'''

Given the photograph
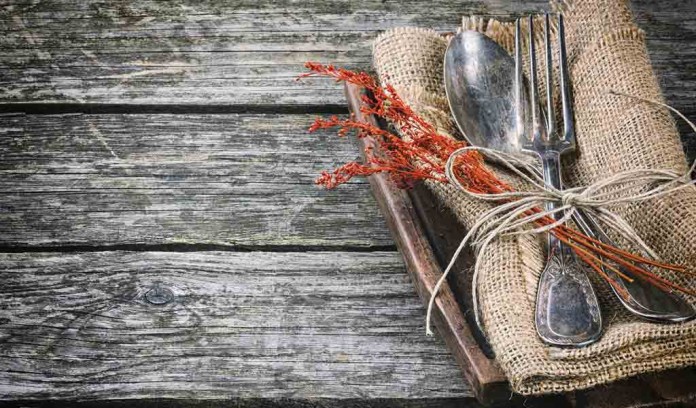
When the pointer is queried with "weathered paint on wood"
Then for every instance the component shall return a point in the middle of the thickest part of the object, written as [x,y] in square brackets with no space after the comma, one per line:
[252,325]
[241,180]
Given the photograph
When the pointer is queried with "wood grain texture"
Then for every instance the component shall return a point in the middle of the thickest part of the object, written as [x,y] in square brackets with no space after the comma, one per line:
[240,180]
[249,325]
[249,52]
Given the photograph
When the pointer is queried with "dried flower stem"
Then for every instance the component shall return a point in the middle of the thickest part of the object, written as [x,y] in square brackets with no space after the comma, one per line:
[421,155]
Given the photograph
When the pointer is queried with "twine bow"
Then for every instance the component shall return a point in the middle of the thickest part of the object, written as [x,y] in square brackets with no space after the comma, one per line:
[519,209]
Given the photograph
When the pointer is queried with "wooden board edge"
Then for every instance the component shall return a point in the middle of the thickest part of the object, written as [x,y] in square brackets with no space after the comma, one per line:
[487,379]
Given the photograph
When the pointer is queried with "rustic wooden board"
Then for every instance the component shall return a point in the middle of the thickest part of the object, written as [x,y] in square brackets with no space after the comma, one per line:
[239,325]
[240,180]
[427,236]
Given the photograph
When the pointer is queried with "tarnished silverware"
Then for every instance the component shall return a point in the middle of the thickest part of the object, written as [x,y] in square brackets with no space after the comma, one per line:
[567,309]
[480,85]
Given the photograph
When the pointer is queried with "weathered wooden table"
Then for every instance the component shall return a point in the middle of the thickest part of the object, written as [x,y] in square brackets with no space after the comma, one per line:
[162,239]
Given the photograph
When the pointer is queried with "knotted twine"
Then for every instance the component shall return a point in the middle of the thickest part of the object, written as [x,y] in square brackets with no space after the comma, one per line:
[509,219]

'''

→ **DO THIS**: Identify each line in the listing above that contains the string "twine", and copy those lines in full.

→ **RESPONSE**:
When the pointer is queried with "twine bow"
When the pointer is queried with "knotted twine"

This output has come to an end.